[Work to complete]:
Word for word, transcribe the lines below and drop the pictures.

[Extracted data]:
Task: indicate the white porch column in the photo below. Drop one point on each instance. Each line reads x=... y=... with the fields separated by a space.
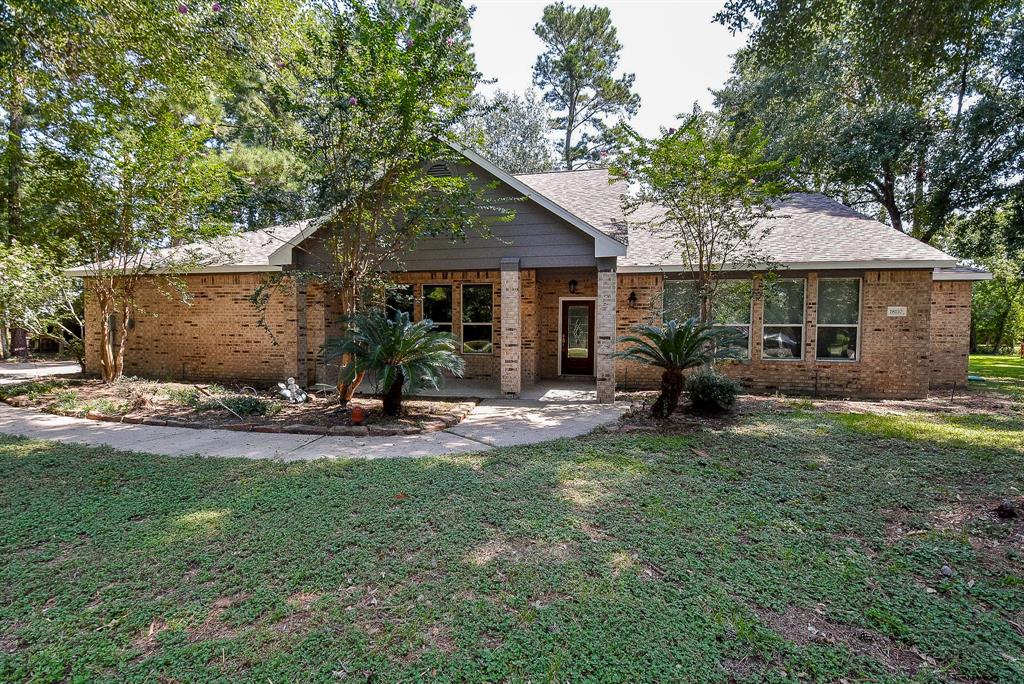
x=604 y=362
x=511 y=329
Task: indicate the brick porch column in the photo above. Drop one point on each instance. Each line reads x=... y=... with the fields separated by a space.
x=511 y=328
x=604 y=362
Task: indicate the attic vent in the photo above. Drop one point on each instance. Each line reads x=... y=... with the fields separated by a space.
x=439 y=170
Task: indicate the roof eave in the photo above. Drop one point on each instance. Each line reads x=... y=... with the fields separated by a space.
x=604 y=245
x=871 y=264
x=85 y=271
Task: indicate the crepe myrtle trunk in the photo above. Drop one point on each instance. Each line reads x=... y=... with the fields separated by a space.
x=672 y=387
x=392 y=395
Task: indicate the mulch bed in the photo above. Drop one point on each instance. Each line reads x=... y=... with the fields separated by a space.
x=163 y=403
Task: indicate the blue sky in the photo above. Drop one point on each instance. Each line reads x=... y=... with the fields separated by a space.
x=673 y=47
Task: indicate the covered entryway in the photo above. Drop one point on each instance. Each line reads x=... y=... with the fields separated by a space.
x=576 y=335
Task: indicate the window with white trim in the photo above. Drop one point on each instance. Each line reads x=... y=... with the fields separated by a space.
x=731 y=307
x=839 y=318
x=782 y=330
x=437 y=306
x=477 y=318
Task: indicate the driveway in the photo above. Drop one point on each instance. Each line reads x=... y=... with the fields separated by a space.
x=11 y=372
x=493 y=423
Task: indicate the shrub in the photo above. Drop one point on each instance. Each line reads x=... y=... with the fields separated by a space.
x=183 y=396
x=243 y=404
x=712 y=391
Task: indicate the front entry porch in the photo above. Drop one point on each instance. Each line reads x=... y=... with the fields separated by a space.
x=543 y=391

[Output for this exercise]:
Task: indicate the white porch column in the photo below. Drop one point on each instance. Each line reads x=... y=... with the fields separated by a space.
x=604 y=362
x=511 y=329
Task: indicate the brick porch column in the photo above. Drop one point on each instance. Each line reads x=... y=... with the fields separated by a space.
x=511 y=328
x=604 y=362
Task: indicate the attic vent in the photo above. Drop one point on each instance. Each line reads x=... y=... with the fields separated by a space.
x=439 y=170
Task: indicate the roof eave in the photo above. Drop one point on each instance. Each line reads x=... y=... with the fields separated by a space.
x=604 y=245
x=871 y=264
x=85 y=271
Task: indicate the crepe myrtle trunk in the photo above. Drop one point on each instance. Each line reads x=... y=... with the fields separated by a space.
x=672 y=387
x=392 y=395
Task: indicate the mulch bed in the photo above. Drop one point on each instance. Each line reads x=... y=... with the fields separated by a space.
x=163 y=403
Task: indicate the blue sky in the photo above. Drop one point on each instance. Each line reads x=... y=... with the fields separated by a space.
x=673 y=47
Task: indicate the covered entryway in the photo above. Drop one point on each instance. Each line reads x=... y=... with the fields separated by a space.
x=576 y=335
Task: indicate the window with white trim in the photo above. Drop one point on each instance. Each line reads x=... y=... with the fields separated by a space.
x=731 y=307
x=839 y=318
x=782 y=330
x=437 y=306
x=477 y=318
Task: indicate the driveway in the photo above. Drop one point on each instance. Each line reads x=... y=... with the fields separated by a space.
x=11 y=372
x=493 y=423
Task: indicate the shrub in the photo above. Drop one point on each instance. Each line reads x=... y=... with the fields separated by a space.
x=183 y=396
x=243 y=404
x=712 y=391
Task: indicate the front entry porch in the photo above. Drop one point on each instance. Each line reads x=... y=... with the fields separated by a space.
x=543 y=391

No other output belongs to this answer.